— Exercise details —
Where the records below begin, start copying, and stop after the line that contains "154L10 188L5 520L374"; reproduce every line exactly but omit pictures.

— Input data —
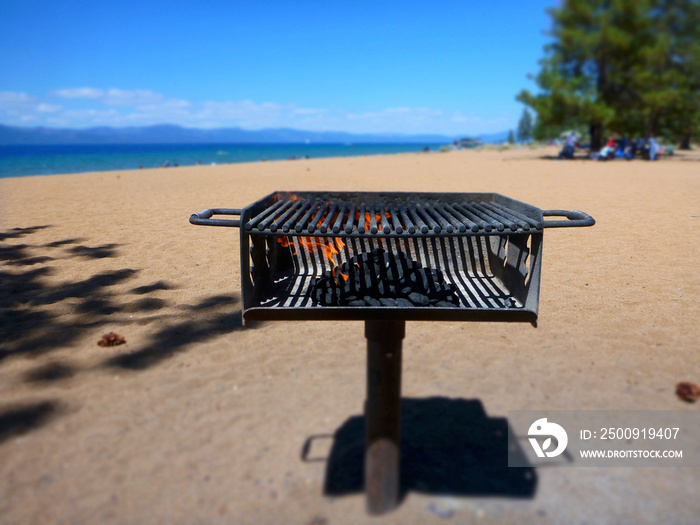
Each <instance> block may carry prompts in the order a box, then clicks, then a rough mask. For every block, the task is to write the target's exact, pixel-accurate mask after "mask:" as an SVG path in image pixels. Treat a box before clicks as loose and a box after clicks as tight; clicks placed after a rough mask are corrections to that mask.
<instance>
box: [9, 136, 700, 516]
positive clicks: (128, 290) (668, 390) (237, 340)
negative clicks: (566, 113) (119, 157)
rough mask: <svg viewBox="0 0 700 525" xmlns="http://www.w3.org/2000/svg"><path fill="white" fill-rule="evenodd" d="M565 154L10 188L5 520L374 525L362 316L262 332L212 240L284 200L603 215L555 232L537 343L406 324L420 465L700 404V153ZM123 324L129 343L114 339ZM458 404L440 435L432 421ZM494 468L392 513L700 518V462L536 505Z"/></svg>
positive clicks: (611, 484)
mask: <svg viewBox="0 0 700 525" xmlns="http://www.w3.org/2000/svg"><path fill="white" fill-rule="evenodd" d="M552 153H556V152H555V151H553V150H546V149H545V150H542V149H540V150H529V149H518V150H513V151H507V152H497V151H461V152H451V153H431V154H403V155H391V156H376V157H357V158H338V159H309V160H296V161H282V162H261V163H253V164H237V165H221V166H198V167H181V168H172V169H157V170H146V171H122V172H103V173H86V174H78V175H63V176H50V177H44V176H41V177H27V178H16V179H1V180H0V206H1V207H2V217H0V236H1V237H0V240H1V243H0V254H1V255H0V272H1V273H0V275H1V276H2V288H1V290H0V301H1V302H0V305H1V306H0V307H1V308H2V320H1V322H2V324H0V330H1V331H2V336H1V339H2V340H1V341H0V422H2V427H1V428H0V522H2V523H300V524H306V523H311V524H317V525H320V524H325V523H329V524H330V523H361V522H365V521H369V520H370V519H369V518H367V517H366V515H365V512H364V497H363V494H362V493H360V492H359V490H360V489H359V487H358V486H357V483H356V481H357V480H355V481H353V480H352V479H350V478H352V477H353V476H356V475H357V472H356V469H355V467H353V466H352V465H350V466H347V468H348V469H349V470H348V471H347V472H346V474H347V476H346V477H345V478H344V477H343V472H342V470H341V471H340V472H339V471H338V469H337V468H335V470H333V471H332V472H329V473H327V472H326V467H327V462H326V461H325V458H326V457H327V456H328V453H329V450H330V448H331V445H332V441H333V440H332V436H333V434H334V433H335V432H336V431H338V430H339V429H340V428H341V427H343V425H344V424H346V423H347V422H348V421H350V422H353V421H354V422H355V423H356V422H357V421H358V419H357V418H358V417H359V416H360V415H361V414H362V404H363V399H364V390H365V339H364V335H363V325H362V323H361V322H332V323H328V322H326V323H324V322H264V323H258V324H255V325H249V326H246V327H243V326H242V325H241V321H240V274H239V272H240V268H239V260H238V258H239V254H238V240H239V237H238V235H239V234H238V231H237V230H235V229H222V228H204V227H195V226H191V225H190V224H189V223H188V217H189V215H190V213H192V212H195V211H199V210H201V209H203V208H207V207H242V206H245V205H247V204H249V203H252V202H254V201H255V200H257V199H259V198H260V197H262V196H264V195H266V194H268V193H270V192H272V191H275V190H372V191H375V190H394V191H396V190H402V191H459V192H464V191H493V192H499V193H503V194H505V195H507V196H510V197H513V198H516V199H519V200H522V201H525V202H528V203H531V204H533V205H535V206H537V207H539V208H542V209H580V210H584V211H586V212H588V213H589V214H591V215H592V216H594V217H595V218H596V220H597V224H596V225H595V226H594V227H593V228H572V229H553V230H547V231H546V233H545V235H544V256H543V269H542V285H541V295H540V311H539V320H538V327H537V328H534V327H532V326H531V325H530V324H502V323H491V324H489V323H459V322H432V323H428V322H409V323H407V330H406V331H407V335H406V339H405V340H404V366H403V371H404V374H403V380H404V384H403V396H404V398H407V399H408V405H409V408H410V407H413V408H414V409H415V410H417V411H418V412H419V414H418V416H420V415H421V414H422V416H425V417H427V418H428V419H427V422H426V420H425V417H424V419H423V420H421V421H423V423H421V424H422V425H423V426H422V427H421V428H419V429H417V431H418V437H415V436H414V437H413V438H412V439H413V442H412V443H411V446H412V447H413V449H412V450H414V452H412V454H413V457H412V458H411V460H412V461H413V463H414V467H415V465H416V464H419V463H420V462H421V461H422V462H423V463H430V462H431V461H433V460H434V459H436V458H434V457H433V456H439V455H440V454H442V455H443V456H442V458H441V459H442V460H444V459H447V461H448V462H449V460H450V452H449V450H448V451H447V452H444V450H446V449H447V448H448V447H450V446H451V445H454V443H455V442H456V441H459V436H451V435H450V433H449V425H447V430H446V429H445V426H444V420H445V419H448V420H449V419H450V418H452V419H455V420H456V419H459V418H460V417H463V416H465V415H466V416H467V418H468V417H469V416H470V415H471V416H472V417H474V418H484V419H487V420H488V421H492V422H496V423H497V422H499V421H500V422H503V421H504V419H503V418H507V415H508V411H509V410H519V409H545V408H546V409H590V410H593V409H610V408H616V409H636V410H639V409H671V410H698V409H699V407H698V404H697V403H696V404H688V403H685V402H682V401H680V400H679V399H678V398H677V397H676V396H675V394H674V390H675V384H676V383H677V382H679V381H683V380H687V381H694V382H696V383H700V358H699V357H698V355H699V354H698V351H699V350H700V328H699V324H698V321H697V319H698V313H700V272H699V271H698V269H699V266H698V238H700V162H698V161H700V152H698V151H697V150H695V151H694V152H690V153H684V154H683V155H682V156H677V157H676V158H675V159H672V160H668V159H666V160H663V161H660V162H657V163H650V162H643V161H634V162H622V161H615V162H609V163H601V162H592V161H572V162H558V161H550V160H544V159H542V158H540V157H541V156H543V155H546V154H552ZM111 331H114V332H117V333H119V334H121V335H123V336H124V337H125V339H126V341H127V342H126V344H124V345H121V346H114V347H102V346H98V345H97V341H98V340H99V339H100V337H101V336H102V335H103V334H106V333H108V332H111ZM435 396H443V397H444V398H443V399H442V401H440V402H441V403H442V405H441V406H442V407H443V408H445V409H446V410H445V411H443V415H442V416H441V417H442V419H439V418H438V417H437V416H435V417H434V416H433V414H432V413H428V412H426V411H425V410H423V409H421V406H424V405H425V406H428V405H429V404H430V403H431V402H432V401H431V398H433V397H435ZM460 407H461V408H460ZM462 409H465V410H462ZM421 410H423V412H422V413H421ZM352 418H354V419H352ZM417 419H418V420H420V417H417ZM456 424H458V425H460V424H461V423H456ZM351 426H352V425H351ZM462 427H464V424H461V427H460V428H462ZM456 428H457V427H456ZM421 432H422V434H421ZM350 435H351V437H353V436H354V438H358V434H357V432H356V429H355V434H353V433H352V432H350ZM359 439H361V435H359ZM416 440H417V441H416ZM421 440H424V442H421ZM431 440H432V441H431ZM305 443H307V444H309V445H310V448H309V449H308V454H306V455H304V454H303V448H304V445H305ZM423 445H425V447H427V449H426V450H427V452H425V453H424V454H423V455H422V456H420V454H418V453H416V452H415V450H422V449H421V447H422V446H423ZM431 446H432V448H430V447H431ZM431 451H432V452H431ZM441 451H443V452H441ZM431 454H433V456H431ZM418 456H420V457H418ZM416 458H418V459H416ZM421 458H422V459H421ZM437 459H440V458H437ZM482 467H483V465H482V466H479V465H477V466H476V470H475V471H474V472H476V473H477V474H478V472H481V474H482V475H481V477H480V475H477V474H474V476H472V475H471V474H470V476H471V477H470V478H469V479H471V480H472V481H468V480H466V481H465V480H462V481H460V480H459V479H457V478H455V477H454V476H453V477H452V478H450V477H449V476H448V477H447V479H446V481H445V484H444V485H442V484H441V481H440V479H441V478H440V476H439V475H437V476H434V477H433V478H431V479H429V480H428V481H426V482H424V483H422V484H421V480H420V479H417V478H416V479H413V480H412V481H413V485H412V490H409V491H408V493H407V495H406V497H405V499H404V500H403V502H402V504H401V506H400V507H399V508H398V509H397V510H396V511H395V512H393V513H391V514H389V515H387V516H384V517H382V518H373V519H372V520H371V521H373V522H374V521H376V522H379V521H381V522H386V523H431V522H434V523H443V522H445V521H451V522H454V523H473V522H478V523H495V522H498V523H528V522H538V523H548V522H551V523H564V522H566V523H584V522H589V523H626V522H635V523H645V522H646V523H659V522H674V523H692V522H697V521H696V520H697V519H698V518H697V517H698V515H699V513H700V500H698V498H697V489H698V481H699V479H700V469H697V468H695V469H691V468H684V469H675V468H666V469H639V468H606V469H585V468H537V469H535V470H534V474H535V476H536V479H535V480H534V481H532V480H531V481H532V482H531V483H530V489H532V490H531V491H530V492H534V494H529V495H528V494H522V493H520V492H522V491H520V488H518V486H516V485H517V483H516V484H513V483H511V482H510V481H508V480H507V479H506V480H505V481H504V480H503V479H500V478H498V476H499V474H493V475H492V473H490V472H491V471H488V469H485V468H482ZM353 469H354V470H353ZM428 470H429V469H428ZM350 471H352V472H350ZM484 472H486V474H484ZM438 474H439V473H438ZM338 476H340V478H339V479H340V485H339V486H336V488H335V489H334V491H330V492H331V493H325V494H324V484H326V483H328V482H329V480H331V478H333V479H336V478H338ZM426 476H428V478H429V477H430V473H429V472H428V474H426ZM494 476H495V478H494ZM418 477H420V476H418ZM414 478H415V476H414ZM353 479H354V478H353ZM474 480H477V481H474ZM479 480H481V481H479ZM331 481H332V480H331ZM482 481H483V482H482ZM535 481H536V483H535ZM519 491H520V492H519ZM525 492H527V487H526V490H525Z"/></svg>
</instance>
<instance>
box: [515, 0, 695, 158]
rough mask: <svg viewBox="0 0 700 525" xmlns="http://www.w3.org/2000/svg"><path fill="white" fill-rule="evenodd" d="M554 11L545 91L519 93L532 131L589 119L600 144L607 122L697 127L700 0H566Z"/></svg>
mask: <svg viewBox="0 0 700 525" xmlns="http://www.w3.org/2000/svg"><path fill="white" fill-rule="evenodd" d="M549 12H550V14H551V15H552V19H553V29H552V32H551V35H552V36H553V38H554V41H553V42H552V43H551V44H550V45H548V46H547V47H546V48H545V51H546V56H545V58H544V59H542V60H541V61H540V64H541V66H542V69H541V71H540V73H539V74H538V75H537V77H536V78H535V79H536V81H537V83H538V85H539V87H540V88H541V92H540V93H539V94H536V95H533V94H532V93H530V92H528V91H522V92H521V93H520V94H519V95H518V97H517V99H518V100H519V101H521V102H524V103H525V104H527V105H528V106H530V107H532V108H533V109H535V111H536V112H537V124H536V128H535V136H538V135H539V134H541V133H544V132H546V131H551V130H554V129H561V128H562V127H575V126H578V125H580V124H581V123H582V122H587V123H588V127H589V132H590V139H591V149H592V150H594V151H595V150H598V149H600V147H601V146H602V144H603V140H604V133H605V129H606V128H609V129H612V130H614V131H617V132H619V133H623V134H628V135H633V136H640V135H644V134H658V133H660V132H661V131H668V132H671V133H673V134H676V135H678V134H680V133H685V134H688V133H693V132H695V131H696V128H697V122H698V116H699V115H700V107H699V106H700V81H699V77H698V75H700V73H698V71H699V70H700V52H699V51H698V46H700V34H699V31H700V19H699V15H698V13H699V12H700V1H699V0H636V1H633V0H595V1H591V0H567V1H566V2H565V3H564V5H563V6H562V8H560V9H550V11H549ZM682 130H685V131H682ZM538 138H541V137H538Z"/></svg>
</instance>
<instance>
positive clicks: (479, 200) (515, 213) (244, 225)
mask: <svg viewBox="0 0 700 525" xmlns="http://www.w3.org/2000/svg"><path fill="white" fill-rule="evenodd" d="M432 200H434V202H431V199H426V200H424V201H421V200H411V199H401V198H393V199H384V200H382V201H381V202H366V201H365V200H361V199H355V200H347V199H345V200H344V199H342V198H340V199H337V198H336V199H329V198H327V196H310V197H299V196H298V195H292V194H288V195H287V194H277V201H276V202H274V203H273V204H271V205H270V206H267V207H265V208H264V209H263V210H262V211H260V212H259V213H257V214H256V215H255V216H253V217H252V218H251V219H250V220H248V221H247V222H246V223H245V224H244V229H245V230H246V231H247V232H249V233H251V234H256V233H260V234H279V233H283V234H286V235H308V234H313V235H316V236H318V235H321V236H323V235H327V236H330V235H338V234H343V235H350V236H370V237H375V236H379V237H386V236H392V237H393V236H401V235H404V236H408V235H415V234H421V235H440V236H449V235H454V236H459V235H465V234H469V233H470V234H477V233H491V232H494V233H496V232H503V233H523V232H530V231H542V228H543V221H542V220H541V219H539V218H533V217H530V216H528V215H527V214H525V213H522V212H519V211H517V210H514V209H512V208H511V207H508V206H504V205H503V204H501V203H499V202H496V201H493V200H492V199H489V198H484V199H478V200H466V199H462V200H455V201H452V202H450V201H447V202H445V201H442V202H441V201H440V200H439V199H432Z"/></svg>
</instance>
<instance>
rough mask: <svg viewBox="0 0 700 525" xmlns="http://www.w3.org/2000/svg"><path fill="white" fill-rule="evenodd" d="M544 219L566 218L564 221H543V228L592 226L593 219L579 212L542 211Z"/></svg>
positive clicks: (582, 213)
mask: <svg viewBox="0 0 700 525" xmlns="http://www.w3.org/2000/svg"><path fill="white" fill-rule="evenodd" d="M542 215H544V216H545V217H566V219H567V220H565V221H544V227H545V228H569V227H572V226H593V225H594V224H595V219H594V218H593V217H591V216H590V215H588V214H587V213H585V212H582V211H579V210H542Z"/></svg>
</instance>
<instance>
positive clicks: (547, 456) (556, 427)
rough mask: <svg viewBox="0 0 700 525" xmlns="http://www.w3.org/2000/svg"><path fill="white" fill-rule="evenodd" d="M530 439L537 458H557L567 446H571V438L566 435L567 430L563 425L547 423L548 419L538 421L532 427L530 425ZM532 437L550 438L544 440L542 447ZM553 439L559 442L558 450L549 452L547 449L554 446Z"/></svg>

— Response for this exercise —
Each <instance> block may carry prompts in the order a box, then clicks, then a rough mask. For every block, the task is to write the target's exact, pixel-accurate mask after "mask:" as an SVG path in image pixels. Treat a box before clicks as loose and a box after clicks as tight; clicks placed after a rough mask are corrections to that mask.
<instance>
box: [9, 136, 700, 516]
positive clicks: (128, 290) (668, 390) (237, 340)
negative clicks: (566, 113) (119, 157)
rough mask: <svg viewBox="0 0 700 525" xmlns="http://www.w3.org/2000/svg"><path fill="white" fill-rule="evenodd" d="M565 154L10 188L5 520L374 525L362 316L262 332L212 240L284 200L603 215L555 232L537 343L406 324L420 465L700 404V153ZM123 324L129 343L114 339ZM458 404L440 435L432 421ZM494 468L392 513L700 518V462L536 505Z"/></svg>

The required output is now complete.